■ Pflichtaufgaben:
**A.** Beantworten Sie anhand des Textes „Die neue Mediokrität“ die folgenden Fragen:
(i) Welcher Gedanke war laut Text jedes Mal im Ich, wenn eine neue berufliche Aufgabe begann?
(ii) Nach welcher Zeitspanne kam jeweils der Dämpfer?
(iii) Welches Empfinden wird im Text als hoch bezeichnet?
**B.** Führen Sie den Text „Die neue Mediokrität“ nach seinem letzten Satz in derselben Erzählweise fort.

■ Vorgegebener Text:
§ §

Die neue Mediokrität.
Bislang war mein Leben in beruflicher Sicht stets davon gezeichnet, dass ich mich für neue berufliche Aufgabenstellungen sehr schnell sehr überschwänglich begeistern, ja, vielleicht sogar in sie hineinsteigern konnte. Jedesmal war in mir drin dieses "Ja, das isses!", dieser Gedanke, dass ich nun angekommen bin, dass ich hier einen super Griff gemacht hätte, dass ich hier und jetzt alle meine Träume und Entwicklungsmöglichkeiten realisieren können würde. Ich konnte jedem der es hören wollte oder auch nicht, davon vorschwärmen, wie toll doch alles ist - und ich habe es auch gemacht.
Jedesmal kam nach 1-2 Jahren der Dämpfer und ich habe eigentlich schnell gemerkt, dass ich dem Unternehmen überdurchschnittlich viel Leistung gegeben aber dafür unterdurchschnittlich wenig zurückbekommen habe. Dass ich letztlich auf der Strecke geblieben war. Gepaart mit meinem hohen Gerechtigkeits- oder besser Ungerechtigkeitsempfinden eine explosive Mischung.

§ §

■ Die Datensätze:

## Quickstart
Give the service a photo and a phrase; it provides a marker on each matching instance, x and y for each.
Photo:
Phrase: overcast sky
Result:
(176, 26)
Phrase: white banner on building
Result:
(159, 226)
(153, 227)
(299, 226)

§ §

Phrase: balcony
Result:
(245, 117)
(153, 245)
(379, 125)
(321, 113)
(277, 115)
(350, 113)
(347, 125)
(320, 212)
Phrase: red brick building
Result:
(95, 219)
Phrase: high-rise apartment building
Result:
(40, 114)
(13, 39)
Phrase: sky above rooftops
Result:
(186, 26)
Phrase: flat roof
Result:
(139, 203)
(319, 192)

§ §

■ Lösungen je Aufgabe:
**A.**
(i) „Ja, das isses!“
(ii) Nach 1–2 Jahren.
(iii) Das Gerechtigkeits- oder besser Ungerechtigkeitsempfinden.

**B.**
Nicht zuletzt stand ich deshalb im letzten Herbst kurz vor knapp vor einem Burn-Out und habe in einigen Sitzungen beim Herrn ohne Couch, dafür aber mit psychotherapeutischer Zulassung, die Kurve gekriegt. Die alte Arbeitsstelle war mir zwischenzeitlich ja nun sowieso egal, lediglich ein gutes Trainingsobjekt für das Erlernen des "richtigen" Arbeitens ohne sich zum August zu machen.
Nun habe ich gestern zum sechsten Mal nach meiner Ausbildung einen ersten Arbeitstag gehabt. Zum ersten Mal gibt es nicht diese Euphorie, aber auch nicht diese Sorge, diesen unterschwelligen Druck, dass ich mich um jeden Preis beweisen muss. Zum ersten Mal betrete ich ein Unternehmen mit dem guten Gewissen, dass ich leistungsfähig und versiert bin, dass meine Qualifikation dicke ausreicht, um die anfallenden Aufgaben zu meistern. Mit dem Wissen im Hinterkopf, dass alles, was ich in den ersten Tagen und Wochen gebe, den Grundstein legen wird, für die Ansprüche, die auch in Zukunft an mich gestellt werden. Und mit dem Wissen, dass ich allein es in der Hand habe, ob es ein Horrortrip wird oder eine Stelle, auf der es sich gut aushalten lässt und die man gern macht - die man aber eben auch beim Verlassen des Büros hinter sich lässt.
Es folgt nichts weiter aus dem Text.